** START GIVEN DATA **

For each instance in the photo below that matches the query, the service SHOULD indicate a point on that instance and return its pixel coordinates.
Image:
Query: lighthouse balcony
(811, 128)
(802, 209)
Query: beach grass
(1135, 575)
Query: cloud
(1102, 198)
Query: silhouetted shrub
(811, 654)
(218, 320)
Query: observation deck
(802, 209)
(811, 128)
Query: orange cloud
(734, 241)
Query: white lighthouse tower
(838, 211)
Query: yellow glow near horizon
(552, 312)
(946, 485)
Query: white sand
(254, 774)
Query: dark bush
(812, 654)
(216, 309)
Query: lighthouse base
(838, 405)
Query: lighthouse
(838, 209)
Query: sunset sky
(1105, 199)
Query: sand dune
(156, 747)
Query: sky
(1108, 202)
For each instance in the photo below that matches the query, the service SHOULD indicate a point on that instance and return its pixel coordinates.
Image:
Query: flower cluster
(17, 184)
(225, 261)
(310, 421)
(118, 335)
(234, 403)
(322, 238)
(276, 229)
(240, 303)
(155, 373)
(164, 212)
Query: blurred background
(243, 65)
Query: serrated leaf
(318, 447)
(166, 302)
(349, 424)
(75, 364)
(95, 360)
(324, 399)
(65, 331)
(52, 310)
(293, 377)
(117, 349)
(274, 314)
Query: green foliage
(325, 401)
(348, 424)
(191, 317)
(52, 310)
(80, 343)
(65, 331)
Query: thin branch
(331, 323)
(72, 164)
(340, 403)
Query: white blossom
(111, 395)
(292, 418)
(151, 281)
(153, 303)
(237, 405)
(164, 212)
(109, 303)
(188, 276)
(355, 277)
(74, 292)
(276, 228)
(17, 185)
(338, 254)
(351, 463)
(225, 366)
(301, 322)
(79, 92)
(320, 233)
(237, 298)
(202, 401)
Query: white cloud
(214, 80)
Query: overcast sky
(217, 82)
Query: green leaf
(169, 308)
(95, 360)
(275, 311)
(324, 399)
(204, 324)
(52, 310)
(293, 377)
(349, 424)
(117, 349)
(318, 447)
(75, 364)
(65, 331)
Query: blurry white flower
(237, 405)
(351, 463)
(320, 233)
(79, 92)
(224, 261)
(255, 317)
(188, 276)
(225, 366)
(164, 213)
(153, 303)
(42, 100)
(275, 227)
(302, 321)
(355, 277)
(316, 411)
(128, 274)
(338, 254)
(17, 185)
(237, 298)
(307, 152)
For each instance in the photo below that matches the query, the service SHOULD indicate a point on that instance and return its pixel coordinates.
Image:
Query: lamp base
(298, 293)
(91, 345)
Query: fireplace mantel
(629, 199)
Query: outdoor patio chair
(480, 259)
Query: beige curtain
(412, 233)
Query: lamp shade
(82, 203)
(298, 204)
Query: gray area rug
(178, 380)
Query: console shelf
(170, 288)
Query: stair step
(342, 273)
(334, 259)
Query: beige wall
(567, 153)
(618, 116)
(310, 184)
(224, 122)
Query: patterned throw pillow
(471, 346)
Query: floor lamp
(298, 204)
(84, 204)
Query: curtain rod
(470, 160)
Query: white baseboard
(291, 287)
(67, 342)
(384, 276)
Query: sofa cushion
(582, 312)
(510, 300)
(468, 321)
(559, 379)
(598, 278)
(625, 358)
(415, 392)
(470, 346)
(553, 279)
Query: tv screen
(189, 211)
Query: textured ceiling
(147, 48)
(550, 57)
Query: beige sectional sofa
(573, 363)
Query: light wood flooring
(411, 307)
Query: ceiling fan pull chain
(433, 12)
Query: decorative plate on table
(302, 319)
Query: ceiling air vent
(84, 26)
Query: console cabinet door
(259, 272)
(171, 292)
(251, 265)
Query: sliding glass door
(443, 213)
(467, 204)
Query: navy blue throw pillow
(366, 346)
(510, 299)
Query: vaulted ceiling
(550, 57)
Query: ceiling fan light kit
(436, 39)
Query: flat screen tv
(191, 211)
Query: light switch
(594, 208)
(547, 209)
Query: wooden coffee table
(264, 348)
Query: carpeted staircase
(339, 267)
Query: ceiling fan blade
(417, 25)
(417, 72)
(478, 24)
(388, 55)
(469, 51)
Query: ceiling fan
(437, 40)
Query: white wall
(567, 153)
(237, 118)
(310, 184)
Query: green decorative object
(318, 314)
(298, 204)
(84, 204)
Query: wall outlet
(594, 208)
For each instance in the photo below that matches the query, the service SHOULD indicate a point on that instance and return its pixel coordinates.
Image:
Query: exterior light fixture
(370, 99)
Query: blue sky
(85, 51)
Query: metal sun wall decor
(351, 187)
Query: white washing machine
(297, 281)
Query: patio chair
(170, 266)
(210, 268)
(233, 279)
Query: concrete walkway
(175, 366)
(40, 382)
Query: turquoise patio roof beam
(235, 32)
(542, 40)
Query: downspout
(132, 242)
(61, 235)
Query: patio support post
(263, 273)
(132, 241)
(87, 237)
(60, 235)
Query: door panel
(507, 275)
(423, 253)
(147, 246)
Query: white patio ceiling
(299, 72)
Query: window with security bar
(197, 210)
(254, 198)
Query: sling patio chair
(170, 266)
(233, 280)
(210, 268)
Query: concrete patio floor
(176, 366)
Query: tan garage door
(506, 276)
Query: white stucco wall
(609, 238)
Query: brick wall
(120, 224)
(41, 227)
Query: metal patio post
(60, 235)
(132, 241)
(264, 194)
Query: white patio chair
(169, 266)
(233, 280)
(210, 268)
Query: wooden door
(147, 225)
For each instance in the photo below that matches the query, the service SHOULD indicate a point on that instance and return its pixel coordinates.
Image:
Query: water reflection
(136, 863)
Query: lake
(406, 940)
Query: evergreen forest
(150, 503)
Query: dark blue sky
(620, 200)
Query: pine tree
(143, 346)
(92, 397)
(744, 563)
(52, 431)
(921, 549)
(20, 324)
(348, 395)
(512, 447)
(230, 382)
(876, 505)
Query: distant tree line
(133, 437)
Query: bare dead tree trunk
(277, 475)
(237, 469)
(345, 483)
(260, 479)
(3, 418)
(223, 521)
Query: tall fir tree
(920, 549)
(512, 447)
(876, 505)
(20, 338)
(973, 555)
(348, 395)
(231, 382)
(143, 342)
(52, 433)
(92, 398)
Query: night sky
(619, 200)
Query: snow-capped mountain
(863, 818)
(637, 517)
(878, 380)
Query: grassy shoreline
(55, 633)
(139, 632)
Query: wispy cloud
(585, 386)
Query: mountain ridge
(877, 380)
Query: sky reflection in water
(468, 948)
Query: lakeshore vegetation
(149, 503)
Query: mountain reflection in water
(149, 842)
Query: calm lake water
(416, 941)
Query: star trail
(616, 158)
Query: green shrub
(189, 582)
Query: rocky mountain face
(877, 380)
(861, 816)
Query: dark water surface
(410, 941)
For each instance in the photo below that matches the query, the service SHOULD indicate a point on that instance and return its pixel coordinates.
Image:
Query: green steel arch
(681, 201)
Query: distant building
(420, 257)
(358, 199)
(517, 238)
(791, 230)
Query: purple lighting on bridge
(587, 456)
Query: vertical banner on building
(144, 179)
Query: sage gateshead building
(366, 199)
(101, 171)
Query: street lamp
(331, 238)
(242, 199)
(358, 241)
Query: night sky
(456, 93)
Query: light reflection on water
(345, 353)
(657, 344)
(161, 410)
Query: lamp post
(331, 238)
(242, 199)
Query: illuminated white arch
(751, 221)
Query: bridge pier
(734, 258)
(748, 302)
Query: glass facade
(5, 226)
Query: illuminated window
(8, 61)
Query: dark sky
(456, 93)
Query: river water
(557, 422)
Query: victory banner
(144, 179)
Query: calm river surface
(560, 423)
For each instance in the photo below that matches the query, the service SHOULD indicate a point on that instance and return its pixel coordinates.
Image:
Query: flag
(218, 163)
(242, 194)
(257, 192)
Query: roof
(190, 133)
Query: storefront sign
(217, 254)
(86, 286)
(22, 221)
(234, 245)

** END GIVEN DATA **

**REQUIREMENT**
Everything from the line that contains "Query: tall fir tree" through the end of the records must be duplicated exactly, and nothing outside that range.

**TASK SOLUTION**
Query: tall fir tree
(920, 549)
(512, 447)
(876, 505)
(20, 338)
(973, 555)
(348, 395)
(231, 382)
(143, 342)
(52, 433)
(92, 398)
Query: night sky
(619, 200)
Query: snow-capped mountain
(863, 818)
(637, 517)
(878, 380)
Query: grassy shoreline
(55, 633)
(139, 632)
Query: wispy cloud
(585, 386)
Query: mountain ridge
(877, 380)
Query: sky reflection in water
(468, 948)
Query: lakeshore vegetation
(149, 503)
Query: mountain reflection in water
(149, 842)
Query: calm lake water
(416, 941)
Query: star trail
(616, 158)
Query: green shrub
(189, 582)
Query: rocky mountain face
(877, 380)
(861, 816)
Query: dark water surface
(410, 941)
For each instance in the photo below that matches the query, the service SHOULD indicate a point on that instance and return its pixel coordinates.
Image:
Query: green steel arch
(681, 201)
Query: distant building
(420, 257)
(358, 199)
(517, 238)
(791, 230)
Query: purple lighting on bridge
(587, 456)
Query: vertical banner on building
(144, 179)
Query: sage gateshead building
(366, 199)
(101, 171)
Query: street lamp
(331, 238)
(242, 199)
(358, 241)
Query: night sky
(456, 93)
Query: light reflection on water
(345, 353)
(657, 344)
(161, 410)
Query: lamp post
(331, 238)
(242, 199)
Query: illuminated white arch
(751, 221)
Query: bridge pier
(734, 258)
(748, 302)
Query: glass facade
(5, 226)
Query: illuminated window
(8, 61)
Query: dark sky
(456, 93)
Query: river water
(557, 422)
Query: victory banner
(144, 179)
Query: calm river surface
(560, 423)
For each instance in the photo below that matches the query, the service SHOULD indicate a point on that instance and return its pixel coordinates.
Image:
Query: flag
(218, 163)
(242, 194)
(257, 192)
Query: roof
(190, 133)
Query: storefront sign
(217, 254)
(86, 286)
(22, 221)
(234, 245)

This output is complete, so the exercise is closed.